• [Data for processing]
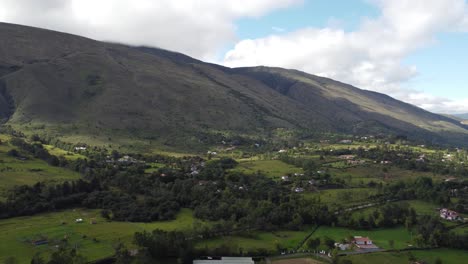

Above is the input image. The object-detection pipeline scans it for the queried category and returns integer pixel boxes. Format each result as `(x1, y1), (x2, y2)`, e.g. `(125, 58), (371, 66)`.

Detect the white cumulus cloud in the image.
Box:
(223, 0), (468, 112)
(0, 0), (302, 59)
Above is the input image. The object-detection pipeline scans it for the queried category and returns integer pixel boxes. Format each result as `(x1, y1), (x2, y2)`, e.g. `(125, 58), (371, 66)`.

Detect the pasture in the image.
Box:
(0, 145), (81, 196)
(312, 226), (412, 249)
(340, 249), (468, 264)
(233, 160), (303, 179)
(303, 188), (377, 206)
(197, 228), (313, 253)
(0, 209), (194, 263)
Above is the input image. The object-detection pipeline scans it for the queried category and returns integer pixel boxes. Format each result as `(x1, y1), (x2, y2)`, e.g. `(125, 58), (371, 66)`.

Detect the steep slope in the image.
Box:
(453, 113), (468, 120)
(0, 23), (467, 145)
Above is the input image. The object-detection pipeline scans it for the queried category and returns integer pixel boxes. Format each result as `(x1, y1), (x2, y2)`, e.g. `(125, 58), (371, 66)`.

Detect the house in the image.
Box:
(338, 155), (356, 160)
(31, 239), (49, 246)
(353, 236), (378, 249)
(440, 208), (462, 221)
(75, 147), (86, 151)
(193, 257), (255, 264)
(294, 187), (304, 193)
(335, 243), (351, 250)
(346, 160), (366, 165)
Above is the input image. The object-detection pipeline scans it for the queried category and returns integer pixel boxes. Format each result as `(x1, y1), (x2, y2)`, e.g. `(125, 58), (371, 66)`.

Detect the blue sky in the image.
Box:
(0, 0), (468, 113)
(227, 0), (468, 112)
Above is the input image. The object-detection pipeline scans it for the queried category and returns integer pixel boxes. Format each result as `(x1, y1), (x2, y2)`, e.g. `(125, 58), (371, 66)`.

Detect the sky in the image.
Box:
(0, 0), (468, 114)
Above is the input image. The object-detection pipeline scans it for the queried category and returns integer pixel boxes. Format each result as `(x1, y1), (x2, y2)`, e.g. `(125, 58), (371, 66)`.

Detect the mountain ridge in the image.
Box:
(0, 23), (468, 148)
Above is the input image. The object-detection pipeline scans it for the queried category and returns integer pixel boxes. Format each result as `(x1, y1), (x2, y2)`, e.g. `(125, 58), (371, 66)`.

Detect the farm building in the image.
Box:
(440, 208), (462, 221)
(353, 236), (378, 249)
(193, 257), (255, 264)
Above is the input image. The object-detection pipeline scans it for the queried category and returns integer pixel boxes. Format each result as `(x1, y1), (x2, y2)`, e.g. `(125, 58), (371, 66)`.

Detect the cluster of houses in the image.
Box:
(335, 236), (379, 251)
(338, 155), (366, 165)
(440, 208), (463, 221)
(193, 257), (255, 264)
(106, 155), (145, 165)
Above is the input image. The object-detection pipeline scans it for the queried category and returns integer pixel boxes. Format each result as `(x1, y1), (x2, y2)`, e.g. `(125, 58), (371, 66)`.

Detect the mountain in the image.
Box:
(0, 23), (468, 148)
(452, 113), (468, 120)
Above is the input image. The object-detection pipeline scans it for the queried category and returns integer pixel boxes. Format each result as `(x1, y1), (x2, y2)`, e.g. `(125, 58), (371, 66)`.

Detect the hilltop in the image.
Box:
(0, 23), (468, 147)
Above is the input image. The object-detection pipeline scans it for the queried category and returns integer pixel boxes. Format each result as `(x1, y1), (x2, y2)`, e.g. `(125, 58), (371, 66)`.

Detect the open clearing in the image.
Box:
(0, 143), (81, 196)
(272, 258), (323, 264)
(0, 209), (194, 263)
(312, 226), (412, 249)
(234, 160), (303, 179)
(197, 228), (313, 251)
(340, 249), (468, 264)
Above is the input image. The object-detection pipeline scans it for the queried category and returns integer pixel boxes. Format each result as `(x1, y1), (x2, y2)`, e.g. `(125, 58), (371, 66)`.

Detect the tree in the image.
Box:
(306, 238), (320, 250)
(3, 257), (19, 264)
(322, 236), (335, 249)
(31, 253), (45, 264)
(7, 149), (19, 158)
(388, 239), (395, 249)
(114, 241), (132, 264)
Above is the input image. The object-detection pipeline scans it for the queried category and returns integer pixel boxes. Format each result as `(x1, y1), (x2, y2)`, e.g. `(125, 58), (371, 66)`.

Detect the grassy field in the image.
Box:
(406, 200), (439, 216)
(312, 226), (412, 249)
(43, 145), (86, 160)
(234, 160), (303, 179)
(0, 143), (80, 196)
(197, 228), (312, 251)
(329, 164), (444, 186)
(304, 188), (377, 206)
(340, 249), (468, 264)
(272, 257), (326, 264)
(145, 162), (166, 173)
(0, 209), (194, 263)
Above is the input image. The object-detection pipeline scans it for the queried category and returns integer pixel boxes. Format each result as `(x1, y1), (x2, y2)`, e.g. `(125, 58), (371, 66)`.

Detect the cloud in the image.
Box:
(271, 27), (286, 32)
(223, 0), (468, 112)
(0, 0), (302, 59)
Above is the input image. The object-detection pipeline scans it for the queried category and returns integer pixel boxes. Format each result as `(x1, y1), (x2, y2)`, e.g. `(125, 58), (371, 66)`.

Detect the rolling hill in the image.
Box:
(0, 23), (468, 148)
(453, 113), (468, 120)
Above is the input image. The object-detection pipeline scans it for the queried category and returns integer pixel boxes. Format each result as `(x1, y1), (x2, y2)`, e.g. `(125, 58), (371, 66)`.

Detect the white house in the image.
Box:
(193, 257), (255, 264)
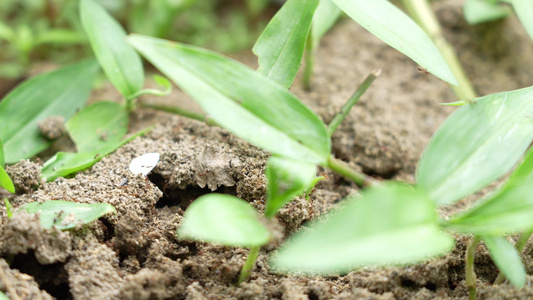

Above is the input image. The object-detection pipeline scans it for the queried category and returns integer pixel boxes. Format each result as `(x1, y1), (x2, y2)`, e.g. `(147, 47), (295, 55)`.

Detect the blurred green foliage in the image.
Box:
(0, 0), (275, 78)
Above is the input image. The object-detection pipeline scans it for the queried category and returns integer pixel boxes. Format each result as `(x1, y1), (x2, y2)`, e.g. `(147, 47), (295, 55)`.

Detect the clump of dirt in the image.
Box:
(0, 0), (533, 299)
(6, 159), (42, 194)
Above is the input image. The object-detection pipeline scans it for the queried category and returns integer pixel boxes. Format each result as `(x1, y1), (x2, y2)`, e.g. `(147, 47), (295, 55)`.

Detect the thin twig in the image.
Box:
(494, 229), (533, 284)
(328, 69), (381, 136)
(465, 236), (480, 300)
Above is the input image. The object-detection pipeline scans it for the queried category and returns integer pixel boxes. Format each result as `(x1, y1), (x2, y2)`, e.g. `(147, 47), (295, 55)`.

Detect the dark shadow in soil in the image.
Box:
(148, 173), (237, 211)
(11, 250), (72, 299)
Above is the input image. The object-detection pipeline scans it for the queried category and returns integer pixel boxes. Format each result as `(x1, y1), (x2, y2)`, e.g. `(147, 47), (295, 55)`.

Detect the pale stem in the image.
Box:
(403, 0), (476, 100)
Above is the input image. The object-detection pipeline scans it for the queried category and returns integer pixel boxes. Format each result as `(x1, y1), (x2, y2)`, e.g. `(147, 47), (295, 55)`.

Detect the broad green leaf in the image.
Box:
(129, 35), (331, 164)
(66, 101), (128, 152)
(417, 87), (533, 205)
(176, 194), (270, 247)
(271, 183), (454, 274)
(0, 60), (98, 164)
(252, 0), (319, 88)
(311, 0), (342, 48)
(41, 128), (151, 181)
(447, 150), (533, 235)
(80, 0), (144, 99)
(0, 166), (15, 194)
(463, 0), (511, 24)
(0, 22), (17, 43)
(265, 156), (316, 218)
(20, 200), (115, 230)
(332, 0), (457, 85)
(481, 236), (526, 289)
(35, 29), (87, 45)
(511, 0), (533, 39)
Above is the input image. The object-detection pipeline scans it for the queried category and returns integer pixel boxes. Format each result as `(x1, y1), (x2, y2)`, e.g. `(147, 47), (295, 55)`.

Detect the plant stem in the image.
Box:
(303, 29), (315, 91)
(403, 0), (476, 100)
(465, 235), (479, 300)
(327, 155), (379, 187)
(237, 247), (261, 285)
(139, 102), (218, 126)
(494, 228), (533, 284)
(328, 70), (381, 136)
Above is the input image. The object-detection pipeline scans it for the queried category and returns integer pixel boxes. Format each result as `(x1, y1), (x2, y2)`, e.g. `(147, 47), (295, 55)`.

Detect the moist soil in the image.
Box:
(0, 0), (533, 299)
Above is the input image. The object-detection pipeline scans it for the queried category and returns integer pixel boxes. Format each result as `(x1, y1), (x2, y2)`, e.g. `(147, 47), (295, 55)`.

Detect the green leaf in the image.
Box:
(252, 0), (318, 88)
(447, 150), (533, 235)
(271, 183), (454, 274)
(481, 236), (526, 289)
(0, 60), (98, 164)
(41, 128), (151, 181)
(332, 0), (457, 85)
(20, 200), (115, 230)
(0, 22), (16, 43)
(463, 0), (511, 24)
(80, 0), (144, 99)
(0, 292), (9, 300)
(311, 0), (342, 48)
(177, 194), (270, 247)
(35, 29), (87, 45)
(417, 87), (533, 205)
(511, 0), (533, 39)
(0, 166), (15, 194)
(127, 75), (172, 99)
(265, 156), (316, 218)
(129, 35), (331, 164)
(0, 140), (5, 168)
(4, 198), (13, 218)
(66, 101), (128, 152)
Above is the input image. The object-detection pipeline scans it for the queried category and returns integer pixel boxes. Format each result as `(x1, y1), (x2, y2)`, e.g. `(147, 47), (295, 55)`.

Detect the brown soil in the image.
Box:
(0, 0), (533, 299)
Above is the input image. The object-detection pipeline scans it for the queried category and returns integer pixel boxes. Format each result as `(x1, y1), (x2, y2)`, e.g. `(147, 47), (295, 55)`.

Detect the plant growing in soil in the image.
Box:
(123, 1), (533, 297)
(463, 0), (533, 39)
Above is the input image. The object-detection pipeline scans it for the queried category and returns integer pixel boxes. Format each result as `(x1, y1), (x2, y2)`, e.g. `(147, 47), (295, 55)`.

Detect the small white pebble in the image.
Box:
(130, 153), (161, 176)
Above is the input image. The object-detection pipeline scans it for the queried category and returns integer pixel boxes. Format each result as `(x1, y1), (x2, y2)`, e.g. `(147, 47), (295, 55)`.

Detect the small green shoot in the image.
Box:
(4, 198), (13, 218)
(129, 35), (331, 163)
(332, 0), (457, 85)
(416, 87), (533, 205)
(177, 194), (271, 247)
(265, 156), (316, 218)
(0, 60), (98, 164)
(253, 0), (319, 88)
(20, 200), (115, 230)
(80, 0), (144, 99)
(510, 0), (533, 40)
(41, 101), (150, 181)
(271, 183), (454, 274)
(0, 166), (15, 194)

• [Work instructions]
Show every line of the records that contains the word "soil", treating uppercase and lowercase as different.

• [Result of the task]
Detect the dark shadow in soil in the image.
Detect the moist soil in the image.
Detect the brown soil in the image.
Detect the plant growing in soil in the image.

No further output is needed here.